WORK ITEM → Retype, word for word, every line of the records below starting at the one that contains "would ya mind boxing the green bush" and ending at the one that contains "would ya mind boxing the desert"; include both of those lines and nothing more.

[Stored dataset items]
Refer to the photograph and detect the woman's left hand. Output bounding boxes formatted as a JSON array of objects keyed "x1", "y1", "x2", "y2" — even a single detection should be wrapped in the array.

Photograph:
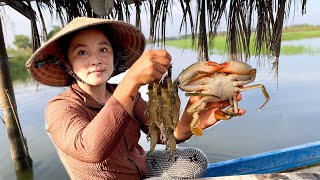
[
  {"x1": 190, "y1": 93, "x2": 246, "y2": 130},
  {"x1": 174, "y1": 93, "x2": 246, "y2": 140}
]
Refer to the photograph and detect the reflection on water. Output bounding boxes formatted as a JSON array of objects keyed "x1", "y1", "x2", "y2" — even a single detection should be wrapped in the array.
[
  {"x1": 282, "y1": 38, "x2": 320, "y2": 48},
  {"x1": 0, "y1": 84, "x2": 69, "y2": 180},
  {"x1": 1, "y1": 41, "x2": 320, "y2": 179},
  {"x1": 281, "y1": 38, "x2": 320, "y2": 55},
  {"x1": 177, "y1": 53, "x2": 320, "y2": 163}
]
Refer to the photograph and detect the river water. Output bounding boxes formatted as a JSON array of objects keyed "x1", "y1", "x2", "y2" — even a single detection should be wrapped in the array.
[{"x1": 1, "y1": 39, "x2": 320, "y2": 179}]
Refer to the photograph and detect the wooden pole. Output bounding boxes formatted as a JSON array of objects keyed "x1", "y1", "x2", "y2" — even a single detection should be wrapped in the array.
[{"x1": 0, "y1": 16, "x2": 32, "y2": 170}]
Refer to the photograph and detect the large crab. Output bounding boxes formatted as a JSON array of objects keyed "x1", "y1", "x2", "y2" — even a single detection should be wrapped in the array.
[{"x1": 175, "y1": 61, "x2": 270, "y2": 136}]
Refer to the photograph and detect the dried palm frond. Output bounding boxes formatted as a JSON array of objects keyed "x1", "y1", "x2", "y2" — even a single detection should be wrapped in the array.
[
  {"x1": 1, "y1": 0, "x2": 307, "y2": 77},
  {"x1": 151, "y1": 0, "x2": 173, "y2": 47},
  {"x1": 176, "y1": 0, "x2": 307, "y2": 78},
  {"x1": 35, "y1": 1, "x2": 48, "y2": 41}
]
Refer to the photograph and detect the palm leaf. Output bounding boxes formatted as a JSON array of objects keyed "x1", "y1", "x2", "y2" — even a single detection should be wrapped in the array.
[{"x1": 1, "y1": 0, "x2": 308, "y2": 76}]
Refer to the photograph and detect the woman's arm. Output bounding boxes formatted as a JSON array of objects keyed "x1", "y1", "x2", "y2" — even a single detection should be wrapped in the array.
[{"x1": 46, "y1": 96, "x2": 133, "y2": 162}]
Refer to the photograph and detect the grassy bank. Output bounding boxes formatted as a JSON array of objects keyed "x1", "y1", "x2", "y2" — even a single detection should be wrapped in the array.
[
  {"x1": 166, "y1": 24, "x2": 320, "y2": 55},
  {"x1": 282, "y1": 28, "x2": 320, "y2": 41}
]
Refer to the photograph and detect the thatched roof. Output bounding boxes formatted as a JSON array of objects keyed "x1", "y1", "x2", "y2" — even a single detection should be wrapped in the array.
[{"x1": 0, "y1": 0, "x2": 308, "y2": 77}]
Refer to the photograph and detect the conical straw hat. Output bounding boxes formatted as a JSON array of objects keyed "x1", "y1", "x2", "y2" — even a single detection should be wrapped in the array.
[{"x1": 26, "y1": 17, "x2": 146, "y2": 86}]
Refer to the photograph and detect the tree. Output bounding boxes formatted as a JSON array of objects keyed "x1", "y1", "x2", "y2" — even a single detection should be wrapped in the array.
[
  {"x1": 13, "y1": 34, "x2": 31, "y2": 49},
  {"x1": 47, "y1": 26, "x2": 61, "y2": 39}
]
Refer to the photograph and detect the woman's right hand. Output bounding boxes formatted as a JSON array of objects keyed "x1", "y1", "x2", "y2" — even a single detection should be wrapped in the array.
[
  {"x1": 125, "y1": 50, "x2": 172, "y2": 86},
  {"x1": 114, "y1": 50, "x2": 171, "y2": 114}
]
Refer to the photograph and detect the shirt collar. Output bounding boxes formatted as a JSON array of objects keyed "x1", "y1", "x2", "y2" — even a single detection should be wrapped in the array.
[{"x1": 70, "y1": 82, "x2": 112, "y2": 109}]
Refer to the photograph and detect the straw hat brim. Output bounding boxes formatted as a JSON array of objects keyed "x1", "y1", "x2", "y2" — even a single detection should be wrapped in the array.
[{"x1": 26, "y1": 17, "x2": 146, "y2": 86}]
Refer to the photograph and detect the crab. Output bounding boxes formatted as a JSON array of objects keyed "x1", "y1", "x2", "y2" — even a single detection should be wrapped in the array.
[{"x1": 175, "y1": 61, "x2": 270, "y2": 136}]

==

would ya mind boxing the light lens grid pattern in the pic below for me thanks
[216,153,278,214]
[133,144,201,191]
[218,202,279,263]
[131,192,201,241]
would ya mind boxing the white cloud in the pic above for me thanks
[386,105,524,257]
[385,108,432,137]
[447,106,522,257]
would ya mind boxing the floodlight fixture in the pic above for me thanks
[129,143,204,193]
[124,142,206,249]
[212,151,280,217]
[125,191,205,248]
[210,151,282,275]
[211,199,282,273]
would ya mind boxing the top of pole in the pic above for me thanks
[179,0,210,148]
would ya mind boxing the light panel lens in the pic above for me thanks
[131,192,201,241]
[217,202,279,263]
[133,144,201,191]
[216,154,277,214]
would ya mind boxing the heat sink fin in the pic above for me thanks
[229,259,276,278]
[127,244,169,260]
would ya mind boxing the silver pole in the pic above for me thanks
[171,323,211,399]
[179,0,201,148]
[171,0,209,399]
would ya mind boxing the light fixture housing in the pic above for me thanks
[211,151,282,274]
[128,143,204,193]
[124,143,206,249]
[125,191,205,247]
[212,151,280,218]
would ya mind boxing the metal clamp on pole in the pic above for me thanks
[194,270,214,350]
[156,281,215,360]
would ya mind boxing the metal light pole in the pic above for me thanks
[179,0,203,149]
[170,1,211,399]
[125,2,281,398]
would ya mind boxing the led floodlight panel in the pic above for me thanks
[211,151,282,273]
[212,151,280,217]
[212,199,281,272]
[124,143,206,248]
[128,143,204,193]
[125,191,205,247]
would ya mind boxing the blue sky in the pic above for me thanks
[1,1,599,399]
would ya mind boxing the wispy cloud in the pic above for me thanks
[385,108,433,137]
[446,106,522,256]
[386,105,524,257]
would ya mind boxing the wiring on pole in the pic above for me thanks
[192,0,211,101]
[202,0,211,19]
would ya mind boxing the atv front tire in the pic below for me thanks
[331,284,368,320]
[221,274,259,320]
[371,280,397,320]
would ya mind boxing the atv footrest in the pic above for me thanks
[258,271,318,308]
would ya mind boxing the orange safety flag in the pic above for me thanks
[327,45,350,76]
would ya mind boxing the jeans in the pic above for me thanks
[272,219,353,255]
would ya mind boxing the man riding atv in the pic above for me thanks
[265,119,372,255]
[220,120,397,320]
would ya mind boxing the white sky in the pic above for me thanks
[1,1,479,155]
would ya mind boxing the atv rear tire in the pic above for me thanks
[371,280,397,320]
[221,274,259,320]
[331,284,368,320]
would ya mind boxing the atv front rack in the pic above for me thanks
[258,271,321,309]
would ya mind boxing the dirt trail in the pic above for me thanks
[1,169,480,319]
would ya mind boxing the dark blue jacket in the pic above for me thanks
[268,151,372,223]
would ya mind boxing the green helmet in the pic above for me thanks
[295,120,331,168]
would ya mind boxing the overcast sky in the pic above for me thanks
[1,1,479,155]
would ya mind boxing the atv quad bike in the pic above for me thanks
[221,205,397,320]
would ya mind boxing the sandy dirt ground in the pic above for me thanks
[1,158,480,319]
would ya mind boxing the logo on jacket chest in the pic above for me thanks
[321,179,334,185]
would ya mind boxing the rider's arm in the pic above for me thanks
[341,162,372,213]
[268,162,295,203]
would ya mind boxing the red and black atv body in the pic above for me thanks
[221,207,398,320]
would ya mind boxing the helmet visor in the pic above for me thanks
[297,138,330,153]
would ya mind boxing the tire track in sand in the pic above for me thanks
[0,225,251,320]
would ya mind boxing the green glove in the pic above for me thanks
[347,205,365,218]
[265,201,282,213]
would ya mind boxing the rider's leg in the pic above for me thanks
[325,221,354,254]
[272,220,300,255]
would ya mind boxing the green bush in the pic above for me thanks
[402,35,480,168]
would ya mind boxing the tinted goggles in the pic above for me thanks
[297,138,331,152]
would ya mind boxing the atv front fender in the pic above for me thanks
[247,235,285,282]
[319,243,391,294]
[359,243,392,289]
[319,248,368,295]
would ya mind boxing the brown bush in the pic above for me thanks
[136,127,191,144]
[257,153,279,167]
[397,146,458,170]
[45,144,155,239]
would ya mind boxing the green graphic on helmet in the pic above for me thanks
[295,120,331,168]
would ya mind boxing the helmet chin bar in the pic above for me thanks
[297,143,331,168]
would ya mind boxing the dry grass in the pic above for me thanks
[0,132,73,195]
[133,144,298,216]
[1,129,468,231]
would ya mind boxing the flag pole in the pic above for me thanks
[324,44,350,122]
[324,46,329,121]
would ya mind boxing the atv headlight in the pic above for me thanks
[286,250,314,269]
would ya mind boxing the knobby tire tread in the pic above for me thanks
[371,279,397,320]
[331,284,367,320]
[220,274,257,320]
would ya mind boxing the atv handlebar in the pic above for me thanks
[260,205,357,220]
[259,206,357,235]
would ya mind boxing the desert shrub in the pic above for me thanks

OUTPUT OF THE TASK →
would ya mind boxing the green bush in the pic above for me thanks
[402,35,480,168]
would ya mind boxing the tinted goggles in the pic above for me thanks
[297,138,331,152]
would ya mind boxing the atv front fender in the pic above for me thanks
[247,235,285,282]
[319,243,391,294]
[359,243,392,289]
[319,248,368,295]
would ya mind boxing the brown bush in the pic above for me thanks
[136,127,191,144]
[257,153,279,167]
[397,146,458,170]
[45,144,155,239]
would ya mind boxing the green graphic on helmet in the pic above for me thanks
[295,120,331,168]
would ya mind boxing the helmet chin bar in the pic above for me thanks
[297,143,331,168]
would ya mind boxing the dry grass in the pic above for me thanks
[0,132,73,195]
[133,144,298,216]
[1,129,468,231]
would ya mind boxing the flag pole in the pic above for me thanks
[324,44,350,122]
[324,46,329,121]
would ya mind boxing the atv headlight in the pic above for me thanks
[286,250,314,269]
would ya mind boxing the knobby tire tread in the pic above for me thanks
[371,279,397,320]
[331,284,367,320]
[220,274,257,320]
would ya mind boxing the atv handlebar in the pic above for me thanks
[260,205,357,220]
[259,206,357,235]
would ya mind boxing the desert shrub in the pic above for me thanks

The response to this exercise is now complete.